** WRITTEN TASK A **
Answer these questions from the text about Romeo Saganash's testimony:
(i) On what date did Saganash speak to the Truth and Reconciliation Commission?
(ii) How many years did he spend at the residential school in La Tuque?
(iii) In what year, and to what place, was Johnish taken to residential school?

** DOCUMENT TEXT **
───
NDP MP Romeo Saganash’s personal struggles and emotions have been very public in recent months. After being removed from a flight in October for drunkenness, he immediately came clean about his alcoholism and the emotions that underpinned it – the stress of working Parliament Hill and participating in the NDP leadership race, the loss of his good friend Jack Layton, and the unhealed scars from his youth in residential schools.

In attempt to illustrate the emotional damage inflicted by the residential school experience, Saganash made a powerful statement (in French) to the Truth and Reconciliation Commission on April 26, in which he both recounted his own experiences and called upon the government to change the way it deals with Aboriginal people.

“I give the impression of being a normal person,” he said. “But no. I can never be normal. And not a single one of these children taken away to residential school can pretend to be normal today. It’s impossible, impossible.”

Calling the legacy of residential schools “the aspect of Canadian history the hardest to tell,” Saganash grieved for “what was taken from these children of five, six, seven years old, who were for the most part born in the forest and who knew nothing other than life in the forest, life with their families; who, in their earliest years, were torn from their territory, torn from their culture, torn from their language, torn from their families to be placed in a context alien to them.”

To this day, Saganash can still remember precise details of the residential school in La Tuque where he spent 10 years after being taken from his home in Waswanipi: “The darkness in the hall, the smell of the place, the voices and the sounds of the priests responsible for that residential school, at the top of the stairs, in a language of which I understood nothing.”

Saganash believes he and other First Nations children were victims of politics. “The effect of being an Indian, the effect of being Aboriginal, was that Canadian history sent me to residential school.”

But the most difficult memory for Saganash to share concerned the death of his brother Johnish.

He broke down as he recalled the boy he called “my little brother – because I never knew him, for one thing, and for another he was sent away.” Johnish Saganash was the first member of the Saganash family taken to residential school (in Moose Factory) in 1954 when he was six; he died there within his first year.

Fighting tears, Saganash told the room that his family still does not know what happened to his brother. “We don’t have a death certificate for Johnish and it took 40 years for my mother to find out where his small…  where Johnish was buried,” he said.
───
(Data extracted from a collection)
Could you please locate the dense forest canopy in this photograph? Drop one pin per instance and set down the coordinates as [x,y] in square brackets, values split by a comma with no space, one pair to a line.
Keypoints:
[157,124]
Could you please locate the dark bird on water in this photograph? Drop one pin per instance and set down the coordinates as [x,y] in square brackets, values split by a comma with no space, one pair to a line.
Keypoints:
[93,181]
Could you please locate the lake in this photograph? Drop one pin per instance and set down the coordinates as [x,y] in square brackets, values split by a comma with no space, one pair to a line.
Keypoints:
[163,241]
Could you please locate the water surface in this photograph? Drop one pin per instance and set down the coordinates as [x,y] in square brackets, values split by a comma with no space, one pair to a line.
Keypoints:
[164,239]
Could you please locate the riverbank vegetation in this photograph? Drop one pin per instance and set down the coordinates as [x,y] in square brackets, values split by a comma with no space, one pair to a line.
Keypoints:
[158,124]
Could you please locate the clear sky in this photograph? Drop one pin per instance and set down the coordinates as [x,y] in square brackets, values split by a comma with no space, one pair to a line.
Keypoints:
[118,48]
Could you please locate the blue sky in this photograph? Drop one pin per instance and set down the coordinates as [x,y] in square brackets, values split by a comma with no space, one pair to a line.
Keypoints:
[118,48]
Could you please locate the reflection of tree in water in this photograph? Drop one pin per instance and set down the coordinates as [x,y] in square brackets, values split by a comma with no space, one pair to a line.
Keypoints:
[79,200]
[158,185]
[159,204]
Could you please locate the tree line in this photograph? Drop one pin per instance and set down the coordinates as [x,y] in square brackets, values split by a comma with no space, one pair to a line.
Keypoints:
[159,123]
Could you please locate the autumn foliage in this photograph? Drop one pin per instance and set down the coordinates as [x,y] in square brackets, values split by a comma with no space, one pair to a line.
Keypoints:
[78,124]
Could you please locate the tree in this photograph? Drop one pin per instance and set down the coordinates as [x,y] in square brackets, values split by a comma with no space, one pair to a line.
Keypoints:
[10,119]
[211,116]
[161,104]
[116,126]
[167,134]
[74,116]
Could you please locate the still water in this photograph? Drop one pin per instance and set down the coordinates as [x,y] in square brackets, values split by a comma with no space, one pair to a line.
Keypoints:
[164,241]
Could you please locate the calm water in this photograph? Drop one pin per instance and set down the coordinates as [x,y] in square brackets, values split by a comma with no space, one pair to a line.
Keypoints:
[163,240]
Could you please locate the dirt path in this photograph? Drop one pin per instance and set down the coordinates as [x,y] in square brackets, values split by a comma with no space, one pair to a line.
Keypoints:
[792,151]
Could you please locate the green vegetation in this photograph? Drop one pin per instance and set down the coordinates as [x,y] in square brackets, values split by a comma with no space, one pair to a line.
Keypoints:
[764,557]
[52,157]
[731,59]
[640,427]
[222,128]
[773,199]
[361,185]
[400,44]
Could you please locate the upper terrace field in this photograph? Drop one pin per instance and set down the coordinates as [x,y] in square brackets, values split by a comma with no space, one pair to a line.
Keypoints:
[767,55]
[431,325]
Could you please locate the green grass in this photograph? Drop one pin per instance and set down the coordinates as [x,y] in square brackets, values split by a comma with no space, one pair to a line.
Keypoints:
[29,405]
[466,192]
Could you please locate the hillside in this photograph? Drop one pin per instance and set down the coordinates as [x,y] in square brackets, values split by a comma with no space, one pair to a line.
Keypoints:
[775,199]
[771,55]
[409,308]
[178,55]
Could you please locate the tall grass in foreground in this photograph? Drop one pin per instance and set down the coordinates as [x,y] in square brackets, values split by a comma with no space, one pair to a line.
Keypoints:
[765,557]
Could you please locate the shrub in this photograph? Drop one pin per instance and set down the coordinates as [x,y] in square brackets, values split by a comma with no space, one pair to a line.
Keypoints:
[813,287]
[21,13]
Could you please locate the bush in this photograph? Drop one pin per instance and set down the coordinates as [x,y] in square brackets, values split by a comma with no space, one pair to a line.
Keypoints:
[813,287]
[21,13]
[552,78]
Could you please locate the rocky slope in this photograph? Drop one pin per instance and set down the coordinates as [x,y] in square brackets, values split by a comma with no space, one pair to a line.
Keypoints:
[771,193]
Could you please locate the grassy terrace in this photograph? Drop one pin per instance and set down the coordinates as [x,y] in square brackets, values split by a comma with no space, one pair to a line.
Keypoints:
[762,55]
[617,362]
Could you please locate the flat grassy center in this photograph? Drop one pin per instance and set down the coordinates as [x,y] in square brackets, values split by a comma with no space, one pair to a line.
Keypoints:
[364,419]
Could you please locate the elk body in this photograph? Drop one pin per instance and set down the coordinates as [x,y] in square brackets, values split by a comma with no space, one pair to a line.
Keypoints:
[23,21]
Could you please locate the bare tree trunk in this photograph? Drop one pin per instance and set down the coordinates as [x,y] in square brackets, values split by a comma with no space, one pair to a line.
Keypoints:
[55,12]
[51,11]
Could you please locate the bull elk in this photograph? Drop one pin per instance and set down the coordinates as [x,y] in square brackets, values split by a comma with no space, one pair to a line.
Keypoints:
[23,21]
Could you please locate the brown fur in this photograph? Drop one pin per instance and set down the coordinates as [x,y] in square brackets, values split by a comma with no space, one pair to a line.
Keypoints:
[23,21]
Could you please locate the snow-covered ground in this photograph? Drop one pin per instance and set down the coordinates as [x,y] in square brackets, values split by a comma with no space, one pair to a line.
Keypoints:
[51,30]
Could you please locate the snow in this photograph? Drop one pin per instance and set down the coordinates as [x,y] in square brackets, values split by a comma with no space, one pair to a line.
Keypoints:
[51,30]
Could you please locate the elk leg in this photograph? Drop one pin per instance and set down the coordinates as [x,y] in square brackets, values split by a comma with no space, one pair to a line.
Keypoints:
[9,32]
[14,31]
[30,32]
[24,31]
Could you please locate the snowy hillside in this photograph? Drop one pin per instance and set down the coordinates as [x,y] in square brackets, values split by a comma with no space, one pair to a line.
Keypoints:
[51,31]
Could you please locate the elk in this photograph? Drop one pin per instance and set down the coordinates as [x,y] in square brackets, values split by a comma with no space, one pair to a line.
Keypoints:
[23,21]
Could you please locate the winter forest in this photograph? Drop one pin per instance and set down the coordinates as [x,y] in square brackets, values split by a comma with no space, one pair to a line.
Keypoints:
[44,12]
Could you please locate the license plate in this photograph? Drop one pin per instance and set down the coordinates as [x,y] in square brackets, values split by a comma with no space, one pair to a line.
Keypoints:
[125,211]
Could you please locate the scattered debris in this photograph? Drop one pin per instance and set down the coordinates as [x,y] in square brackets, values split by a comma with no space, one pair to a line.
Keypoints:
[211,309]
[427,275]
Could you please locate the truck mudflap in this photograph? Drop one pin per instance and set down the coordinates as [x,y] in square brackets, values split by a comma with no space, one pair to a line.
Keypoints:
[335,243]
───
** WRITTEN TASK B **
Extract the entries from the line holding "Could you please locate the elk in" through the last line of the entries, both ends included, and copy them unchanged.

** EXERCISE ANSWER A **
(i) April 26
(ii) 10 years
(iii) 1954, Moose Factory

** EXERCISE ANSWER B **
Could you please locate the elk in this photograph? Drop one pin per instance and set down the coordinates as [x,y] in square brackets, values split by a comma with no space, one pair to a line.
Keypoints:
[23,21]
Could you please locate the winter forest in this photograph? Drop one pin per instance and set down the coordinates as [x,y] in square brackets, values split by a comma with no space, one pair to a line.
Keypoints:
[44,12]
Could you please locate the license plate in this photograph? Drop one pin per instance and set down the coordinates as [x,y] in square brackets, values split by a comma with no space, one pair to a line.
Keypoints:
[125,211]
Could you please locate the scattered debris in this photograph? Drop one pin per instance and set down the coordinates as [x,y] in square brackets, values split by a comma with no space, one pair to a line.
Keypoints:
[211,309]
[427,275]
Could you please locate the truck mudflap in this photograph? Drop one pin per instance and set down the coordinates as [x,y] in square brackets, values split by a comma with no space, one pair to a line.
Keypoints:
[335,243]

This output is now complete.